You don’t get to take a city the size of Kiev without hand-to-hand street fighting: modern military analysts reckon you need a ratio of 10:1 attackers to defenders. Particularly when you have a largely demotivated, corrupt army of reluctant conscripts fighting against determined resistance. And, paradoxically, the greater the destruction you wreak, the more the city’s rabbit-warren ruins become the defenders’ strongholds. The Ukrainians would almost certainly have fought a last stand from Kiev’s 1,000-year-old citadel, with the Golden Domes, the very dream Putin is trying to reclaim for Orthodox Russia, being shattered in the battle. Hard to sell that to your population.
Odessa, “Pearl of the Black Sea”, has almost the same mythic status as Kiev albeit in Tsarist and Soviet legend, not Russian Orthodoxy – just like Crimea, which Putin “annexed” in 2014. He got away with it back then because the world was in shock, and the Ukrainian army totally unprepared. Things are very different today, as Ukraine’s heroic, well-trained defence and the West’s unity and weapons supplies have shown. Odessa looks like being a very different prospect to Crimea.

——————

> **Things to do**:
1. Please rewrite the paragraph of the excerpt that begins "Odessa, “Pearl of the Black Sea”" as a short bulleted list that keeps its main facts.
2. List every figure written in numerals in the excerpt.
3. According to the excerpt, why did Putin get away with annexing Crimea in 2014?
The records below the excerpt come from a separate source.

——————

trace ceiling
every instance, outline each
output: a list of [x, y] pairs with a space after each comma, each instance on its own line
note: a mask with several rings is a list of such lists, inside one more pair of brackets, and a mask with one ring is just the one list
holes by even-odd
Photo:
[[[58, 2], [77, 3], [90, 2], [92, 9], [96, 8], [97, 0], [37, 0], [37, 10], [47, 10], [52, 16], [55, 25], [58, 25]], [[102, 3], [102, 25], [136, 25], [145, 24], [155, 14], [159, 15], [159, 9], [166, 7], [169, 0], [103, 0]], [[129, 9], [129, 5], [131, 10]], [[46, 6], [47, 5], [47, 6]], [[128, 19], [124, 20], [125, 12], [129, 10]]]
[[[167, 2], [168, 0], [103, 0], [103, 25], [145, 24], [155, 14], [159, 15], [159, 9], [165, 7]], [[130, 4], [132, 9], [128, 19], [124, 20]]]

——————

> **Answers for the tasks**:
1.
- Odessa, the "Pearl of the Black Sea," has nearly the same mythic status as Kiev, though in Tsarist and Soviet legend rather than Russian Orthodoxy.
- The same holds for Crimea, which Putin "annexed" in 2014.
- He got away with that because the world was in shock and the Ukrainian army was totally unprepared.
- Things are different now: Ukraine's heroic, well-trained defense and the West's unity and weapons supplies have shown it.
- Odessa looks like a very different prospect from Crimea.

2.
- 10:1
- 1,000
- 2014

3. The world was in shock, and the Ukrainian army was totally unprepared.